### Records to process
------------------------------
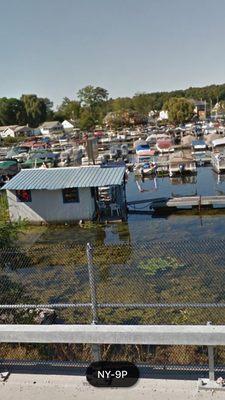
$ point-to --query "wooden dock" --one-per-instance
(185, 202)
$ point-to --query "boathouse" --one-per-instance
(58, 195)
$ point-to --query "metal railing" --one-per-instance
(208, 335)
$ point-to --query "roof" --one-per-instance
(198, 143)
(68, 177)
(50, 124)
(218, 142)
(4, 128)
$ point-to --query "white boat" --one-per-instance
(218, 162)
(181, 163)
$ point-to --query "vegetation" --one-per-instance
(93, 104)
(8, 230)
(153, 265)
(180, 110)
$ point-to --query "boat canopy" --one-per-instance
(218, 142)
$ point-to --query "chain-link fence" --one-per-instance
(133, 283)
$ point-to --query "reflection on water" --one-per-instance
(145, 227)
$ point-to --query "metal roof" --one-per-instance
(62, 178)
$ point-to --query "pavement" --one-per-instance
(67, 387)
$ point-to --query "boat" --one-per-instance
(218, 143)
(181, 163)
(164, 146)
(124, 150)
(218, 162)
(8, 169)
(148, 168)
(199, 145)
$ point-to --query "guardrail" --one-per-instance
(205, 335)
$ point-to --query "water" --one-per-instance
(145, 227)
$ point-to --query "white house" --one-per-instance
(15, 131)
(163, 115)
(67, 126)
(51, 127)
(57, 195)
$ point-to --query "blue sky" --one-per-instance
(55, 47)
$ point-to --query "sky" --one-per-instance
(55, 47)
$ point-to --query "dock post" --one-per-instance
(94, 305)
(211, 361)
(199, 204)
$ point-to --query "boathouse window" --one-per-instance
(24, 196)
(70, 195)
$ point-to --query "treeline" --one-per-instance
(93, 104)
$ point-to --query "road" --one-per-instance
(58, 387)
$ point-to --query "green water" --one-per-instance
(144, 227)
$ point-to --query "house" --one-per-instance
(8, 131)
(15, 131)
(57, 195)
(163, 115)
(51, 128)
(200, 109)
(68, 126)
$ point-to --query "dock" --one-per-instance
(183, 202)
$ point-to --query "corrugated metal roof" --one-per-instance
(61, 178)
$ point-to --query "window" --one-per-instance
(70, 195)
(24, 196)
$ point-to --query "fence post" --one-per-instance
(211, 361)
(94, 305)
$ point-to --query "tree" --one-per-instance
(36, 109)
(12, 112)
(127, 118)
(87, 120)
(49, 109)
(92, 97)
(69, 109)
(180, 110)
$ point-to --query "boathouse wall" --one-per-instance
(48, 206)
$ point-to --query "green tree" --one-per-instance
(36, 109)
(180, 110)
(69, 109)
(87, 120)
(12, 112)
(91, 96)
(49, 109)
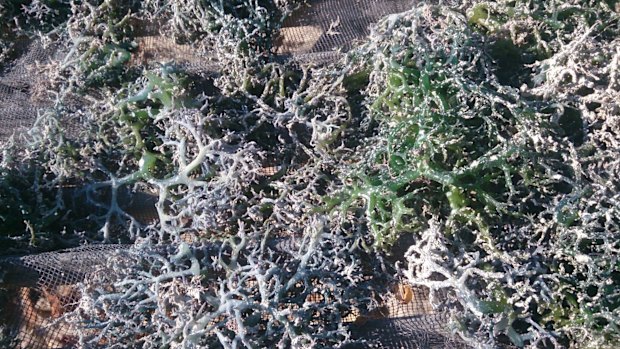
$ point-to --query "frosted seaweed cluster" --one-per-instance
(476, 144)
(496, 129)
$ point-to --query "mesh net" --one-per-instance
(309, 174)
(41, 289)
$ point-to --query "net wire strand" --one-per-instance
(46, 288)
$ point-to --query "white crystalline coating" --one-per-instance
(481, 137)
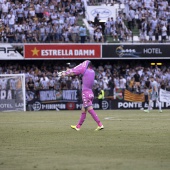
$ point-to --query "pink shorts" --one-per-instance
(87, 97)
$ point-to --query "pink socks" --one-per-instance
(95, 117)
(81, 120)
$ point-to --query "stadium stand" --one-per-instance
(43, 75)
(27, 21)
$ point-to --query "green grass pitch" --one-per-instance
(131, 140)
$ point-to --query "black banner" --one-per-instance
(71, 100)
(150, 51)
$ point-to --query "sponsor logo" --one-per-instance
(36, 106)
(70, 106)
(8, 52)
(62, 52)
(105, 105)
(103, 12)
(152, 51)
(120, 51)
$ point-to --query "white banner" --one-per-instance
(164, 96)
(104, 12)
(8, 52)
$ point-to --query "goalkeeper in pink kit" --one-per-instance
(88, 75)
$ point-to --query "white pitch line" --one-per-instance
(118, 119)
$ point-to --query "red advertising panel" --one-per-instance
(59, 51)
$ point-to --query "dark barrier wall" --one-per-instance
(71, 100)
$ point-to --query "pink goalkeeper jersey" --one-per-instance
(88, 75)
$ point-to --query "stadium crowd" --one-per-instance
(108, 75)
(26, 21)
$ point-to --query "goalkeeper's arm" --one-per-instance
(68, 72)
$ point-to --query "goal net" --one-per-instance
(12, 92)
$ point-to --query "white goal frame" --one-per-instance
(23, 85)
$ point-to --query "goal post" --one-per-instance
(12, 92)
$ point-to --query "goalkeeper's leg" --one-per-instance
------------------------------
Give back the material above exactly as it appears, minus the pictures.

### Answer section
$ point-to --query "wooden dock" --one-per-instance
(185, 202)
$ point-to --query "boathouse" --one-per-instance
(58, 195)
$ point-to --query "metal railing" --one-per-instance
(208, 335)
$ point-to --query "roof" --one-per-instance
(198, 143)
(68, 177)
(50, 124)
(218, 142)
(4, 128)
$ point-to --query "white boat" --one-per-instance
(218, 162)
(181, 163)
$ point-to --query "vegetation" --one-per-instance
(93, 104)
(8, 230)
(153, 265)
(180, 110)
$ point-to --query "boat canopy" --one-per-instance
(218, 142)
$ point-to --query "chain-link fence" --one-per-instance
(133, 283)
$ point-to --query "reflection on water" --one-per-instance
(145, 227)
$ point-to --query "metal roof" --one-per-instance
(62, 178)
$ point-to --query "pavement" --one-per-instance
(67, 387)
$ point-to --query "boat" --one-per-instance
(218, 143)
(181, 163)
(164, 146)
(124, 150)
(218, 162)
(8, 169)
(148, 168)
(199, 145)
$ point-to --query "guardrail" --one-per-instance
(205, 335)
$ point-to --query "water" --one-per-instance
(145, 227)
$ point-to --query "white house" --one-per-instance
(15, 131)
(163, 115)
(67, 126)
(51, 127)
(57, 195)
$ point-to --query "blue sky" --one-per-instance
(55, 47)
$ point-to --query "sky" --one-per-instance
(55, 47)
$ point-to --query "dock post" --one-per-instance
(94, 305)
(211, 361)
(199, 204)
$ point-to --query "boathouse window" --one-per-instance
(24, 196)
(70, 195)
$ point-to --query "treeline" --one-per-instance
(93, 104)
$ point-to --query "road" --one-per-instance
(58, 387)
$ point-to --query "green water" --one-per-instance
(144, 227)
$ point-to --query "house" --one-per-instance
(8, 131)
(15, 131)
(57, 195)
(163, 115)
(51, 128)
(200, 109)
(68, 126)
$ point-to --query "dock" --one-per-instance
(183, 202)
$ point-to --query "corrugated metal roof" --one-per-instance
(61, 178)
$ point-to --query "window" --one-per-instance
(70, 195)
(24, 196)
$ point-to --query "fence post" --one-per-instance
(211, 361)
(94, 305)
$ point-to --query "tree" --one-per-instance
(36, 109)
(12, 112)
(127, 118)
(87, 120)
(49, 109)
(92, 97)
(69, 109)
(180, 110)
$ point-to --query "boathouse wall" --one-per-instance
(48, 206)
$ point-to --query "green tree" --one-per-instance
(36, 109)
(180, 110)
(69, 109)
(87, 120)
(12, 112)
(91, 96)
(49, 109)
$ point-to --query "frosted seaweed cluster" --one-per-instance
(476, 144)
(496, 129)
$ point-to --query "mesh net" --one-per-instance
(309, 174)
(41, 289)
$ point-to --query "net wire strand" --one-per-instance
(46, 288)
$ point-to --query "white crystalline coating" --one-per-instance
(481, 137)
$ point-to --query "pink shorts" --one-per-instance
(87, 97)
$ point-to --query "pink socks" --one-per-instance
(95, 117)
(81, 120)
$ point-to --query "stadium stand" --one-per-instance
(43, 75)
(27, 21)
$ point-to --query "green grass pitch" --one-per-instance
(131, 140)
$ point-to --query "black banner" --one-per-instance
(71, 100)
(150, 51)
$ point-to --query "sponsor logo" --one-per-instance
(36, 106)
(70, 106)
(8, 52)
(62, 52)
(105, 105)
(103, 12)
(152, 51)
(120, 51)
$ point-to --query "white banner" --one-per-instance
(164, 96)
(104, 12)
(8, 52)
$ point-to --query "goalkeeper in pink kit" --one-per-instance
(88, 75)
$ point-to --query "white pitch line" --one-per-instance
(118, 119)
$ point-to --query "red advertising panel" --one-per-instance
(59, 51)
$ point-to --query "dark barrier wall" --one-per-instance
(71, 100)
$ point-to --query "pink goalkeeper jersey" --one-per-instance
(88, 75)
$ point-to --query "stadium crowd" --one-per-instance
(108, 75)
(26, 21)
$ point-to --query "goalkeeper's arm" --one-per-instance
(68, 72)
$ point-to --query "goal net" --one-per-instance
(12, 92)
$ point-to --query "white goal frame" --one-per-instance
(23, 85)
$ point-to --query "goal post" --one-per-instance
(12, 92)
$ point-to --query "goalkeeper's leg" --one-per-instance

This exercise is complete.